— START DATASET RECORDS —

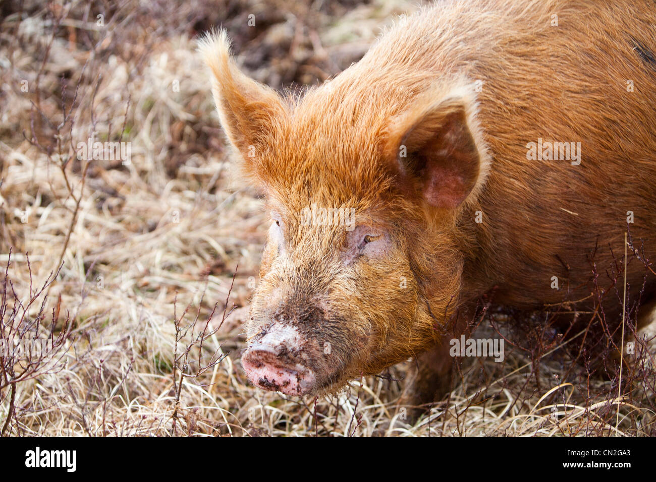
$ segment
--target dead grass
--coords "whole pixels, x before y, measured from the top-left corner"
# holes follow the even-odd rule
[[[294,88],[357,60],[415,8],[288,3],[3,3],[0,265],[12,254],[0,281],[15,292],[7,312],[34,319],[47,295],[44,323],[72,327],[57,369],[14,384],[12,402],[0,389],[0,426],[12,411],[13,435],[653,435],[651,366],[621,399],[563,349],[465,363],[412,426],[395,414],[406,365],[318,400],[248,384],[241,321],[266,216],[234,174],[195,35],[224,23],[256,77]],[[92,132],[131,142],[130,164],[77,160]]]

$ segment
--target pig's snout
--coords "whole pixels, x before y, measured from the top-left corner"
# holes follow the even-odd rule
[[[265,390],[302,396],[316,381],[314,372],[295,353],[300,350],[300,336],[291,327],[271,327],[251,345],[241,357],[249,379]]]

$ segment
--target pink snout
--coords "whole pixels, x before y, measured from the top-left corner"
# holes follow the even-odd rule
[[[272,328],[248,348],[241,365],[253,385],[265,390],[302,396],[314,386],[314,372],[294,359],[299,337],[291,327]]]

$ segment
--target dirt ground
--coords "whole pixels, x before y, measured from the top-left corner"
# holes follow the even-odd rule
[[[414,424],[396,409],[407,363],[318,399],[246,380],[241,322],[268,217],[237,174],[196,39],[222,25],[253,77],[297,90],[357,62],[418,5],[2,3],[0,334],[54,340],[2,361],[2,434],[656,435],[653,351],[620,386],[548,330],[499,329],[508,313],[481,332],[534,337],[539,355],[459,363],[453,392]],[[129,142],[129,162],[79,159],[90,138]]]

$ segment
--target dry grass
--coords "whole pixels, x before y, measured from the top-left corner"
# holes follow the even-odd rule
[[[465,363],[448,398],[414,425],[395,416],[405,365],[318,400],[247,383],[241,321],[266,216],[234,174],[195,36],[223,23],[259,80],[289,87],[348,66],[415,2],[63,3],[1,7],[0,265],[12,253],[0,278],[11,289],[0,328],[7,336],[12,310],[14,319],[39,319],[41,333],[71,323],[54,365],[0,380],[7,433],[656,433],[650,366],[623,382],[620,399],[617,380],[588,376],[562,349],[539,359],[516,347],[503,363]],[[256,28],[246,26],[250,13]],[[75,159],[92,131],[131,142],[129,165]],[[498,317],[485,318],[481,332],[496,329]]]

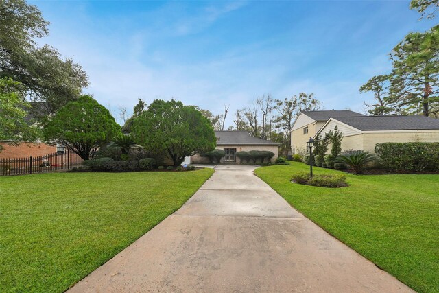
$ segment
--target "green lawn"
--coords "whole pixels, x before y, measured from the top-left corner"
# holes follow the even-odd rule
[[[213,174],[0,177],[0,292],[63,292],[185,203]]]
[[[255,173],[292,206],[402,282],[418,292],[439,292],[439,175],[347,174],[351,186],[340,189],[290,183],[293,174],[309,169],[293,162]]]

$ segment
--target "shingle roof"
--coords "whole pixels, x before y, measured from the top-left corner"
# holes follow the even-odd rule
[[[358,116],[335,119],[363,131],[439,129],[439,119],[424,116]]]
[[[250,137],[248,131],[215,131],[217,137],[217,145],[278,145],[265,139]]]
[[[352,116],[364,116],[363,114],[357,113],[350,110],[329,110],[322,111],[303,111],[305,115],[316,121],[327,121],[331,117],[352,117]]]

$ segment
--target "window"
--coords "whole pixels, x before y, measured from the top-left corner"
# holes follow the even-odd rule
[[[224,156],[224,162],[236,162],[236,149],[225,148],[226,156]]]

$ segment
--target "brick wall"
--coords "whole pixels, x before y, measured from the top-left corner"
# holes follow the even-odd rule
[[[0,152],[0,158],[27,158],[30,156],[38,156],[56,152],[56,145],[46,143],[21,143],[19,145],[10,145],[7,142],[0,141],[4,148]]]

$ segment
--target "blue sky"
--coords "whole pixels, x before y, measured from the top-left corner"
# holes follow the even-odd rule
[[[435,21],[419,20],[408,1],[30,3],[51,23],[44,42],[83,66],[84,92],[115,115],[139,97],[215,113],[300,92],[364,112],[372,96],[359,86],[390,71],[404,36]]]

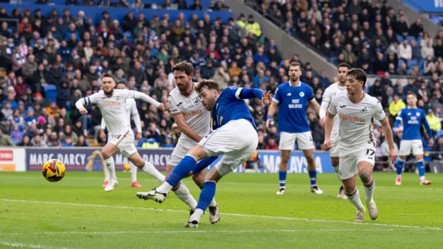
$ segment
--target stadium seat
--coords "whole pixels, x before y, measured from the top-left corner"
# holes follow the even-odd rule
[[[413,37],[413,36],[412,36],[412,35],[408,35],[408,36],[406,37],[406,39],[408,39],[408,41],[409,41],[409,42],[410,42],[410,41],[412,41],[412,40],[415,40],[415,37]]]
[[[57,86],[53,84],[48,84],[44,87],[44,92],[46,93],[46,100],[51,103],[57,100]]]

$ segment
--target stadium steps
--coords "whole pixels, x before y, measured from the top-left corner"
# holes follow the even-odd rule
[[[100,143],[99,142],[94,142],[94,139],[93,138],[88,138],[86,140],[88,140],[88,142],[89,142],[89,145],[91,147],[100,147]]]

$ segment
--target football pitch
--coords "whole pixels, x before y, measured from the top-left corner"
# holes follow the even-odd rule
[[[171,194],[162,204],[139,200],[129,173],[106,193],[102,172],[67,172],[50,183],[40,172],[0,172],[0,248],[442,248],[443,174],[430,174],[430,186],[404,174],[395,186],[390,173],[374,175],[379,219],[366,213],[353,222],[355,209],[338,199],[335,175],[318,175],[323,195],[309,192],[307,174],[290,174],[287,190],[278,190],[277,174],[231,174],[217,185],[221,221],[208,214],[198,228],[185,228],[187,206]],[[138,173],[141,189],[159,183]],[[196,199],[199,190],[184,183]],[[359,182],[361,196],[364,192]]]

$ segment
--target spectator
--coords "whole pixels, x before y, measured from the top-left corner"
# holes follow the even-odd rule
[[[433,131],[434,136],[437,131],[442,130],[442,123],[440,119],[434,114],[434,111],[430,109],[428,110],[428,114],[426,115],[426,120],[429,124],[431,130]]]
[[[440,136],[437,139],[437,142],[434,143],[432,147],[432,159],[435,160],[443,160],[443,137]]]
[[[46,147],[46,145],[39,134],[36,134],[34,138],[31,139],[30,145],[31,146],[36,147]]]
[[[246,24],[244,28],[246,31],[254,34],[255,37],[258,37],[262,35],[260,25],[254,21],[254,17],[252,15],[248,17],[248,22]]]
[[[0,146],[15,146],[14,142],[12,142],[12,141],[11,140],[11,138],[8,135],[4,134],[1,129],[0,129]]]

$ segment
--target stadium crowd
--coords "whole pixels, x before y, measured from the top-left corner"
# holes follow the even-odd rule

— END DATASET RECORDS —

▸ EXERCISE DESCRIPTION:
Pull out each line of the records above that contains the string "snout".

▸ RESPONSE:
--target pig's snout
--target pink snout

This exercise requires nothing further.